TASK GOAL:
Rewrite the entries below, changing every occurrence of "tab character" to "single comma" and leaving all other text unchanged.
== RECORD EXTRACTS ==
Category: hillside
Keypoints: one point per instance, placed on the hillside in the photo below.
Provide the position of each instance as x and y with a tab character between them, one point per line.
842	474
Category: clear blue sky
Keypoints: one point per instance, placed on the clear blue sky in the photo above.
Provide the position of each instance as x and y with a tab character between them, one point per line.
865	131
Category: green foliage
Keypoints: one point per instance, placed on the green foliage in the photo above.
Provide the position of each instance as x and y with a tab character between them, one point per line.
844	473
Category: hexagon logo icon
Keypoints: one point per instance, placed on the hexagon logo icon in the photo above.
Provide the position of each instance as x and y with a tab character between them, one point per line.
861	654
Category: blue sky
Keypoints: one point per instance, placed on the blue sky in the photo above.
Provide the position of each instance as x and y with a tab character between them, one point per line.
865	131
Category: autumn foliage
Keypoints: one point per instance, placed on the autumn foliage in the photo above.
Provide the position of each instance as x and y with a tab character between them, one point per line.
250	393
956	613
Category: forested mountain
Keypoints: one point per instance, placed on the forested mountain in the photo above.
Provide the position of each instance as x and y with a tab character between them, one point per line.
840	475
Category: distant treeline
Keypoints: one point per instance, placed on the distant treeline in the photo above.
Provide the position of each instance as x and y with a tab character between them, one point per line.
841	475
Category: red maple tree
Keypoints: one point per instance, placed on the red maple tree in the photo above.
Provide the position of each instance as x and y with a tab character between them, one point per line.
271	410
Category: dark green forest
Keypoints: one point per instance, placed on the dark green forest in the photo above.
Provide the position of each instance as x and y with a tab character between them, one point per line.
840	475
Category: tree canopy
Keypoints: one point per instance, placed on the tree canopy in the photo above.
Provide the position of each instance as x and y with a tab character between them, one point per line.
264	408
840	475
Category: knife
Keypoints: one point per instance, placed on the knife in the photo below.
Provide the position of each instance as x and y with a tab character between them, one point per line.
===
RESPONSE BELOW:
Category: hillside
Keypoints: one point per instance, placed on the hillside in the photo below.
Provide the position of each instance as x and y with a single comma between them, one point per line.
842	474
Category: clear blue sky
Keypoints: one point per instance, placed on the clear blue sky in the photo above.
Provide the position of each instance as x and y with a single comma between them, one point per line.
865	131
Category: green foliage
Keypoints: one point per instance, placed on the green foliage in the photo above.
Provide the position of each instance as x and y with a single comma between them, one point per line.
844	473
Category: hexagon logo icon
Keypoints: one point per instance, placed on the hexagon logo icon in the photo above.
Provide the position of each instance as x and y with a single comma between them, one point per line.
861	654
Category: blue sky
Keypoints: one point per instance, placed on the blue sky in the photo above.
Provide the position of each instance as x and y with a single comma between them, one point per line.
865	131
Category: autumn foliage
Keypoints: one point per instance, placed on the autumn foliage in the photo above.
Provide the position of each instance as x and y with a single comma between them, one point per line.
250	393
956	613
Category: forested mountain
Keypoints: one point per instance, placed on the forested mountain in the photo above.
Provide the position of each instance as x and y with a single comma between them, one point per line.
840	475
Category: distant treeline
Keypoints: one point per instance, placed on the distant treeline in the photo above.
Provide the position of each instance as x and y with a single comma between them, one point per line.
841	475
Category: red maple tree
Keypoints: one point per instance, placed on the red maple tree in the photo above.
Provide the position of each instance as x and y with a single comma between them, one point per line.
271	410
Category: dark green forest
Keypoints: one point per instance, placed on the dark green forest in the photo above.
Provide the position of each instance as x and y with a single comma between them, one point per line.
840	475
Category: tree canopy
Keypoints: one point per instance, placed on the tree canopy in the photo above.
Provide the position of each instance as x and y with a single comma between them, one point per line.
264	408
840	475
Category: knife
Keypoints: one point per instance, placed on the knife in the photo below.
Provide the position of each instance as x and y with a single comma between them, one point per line.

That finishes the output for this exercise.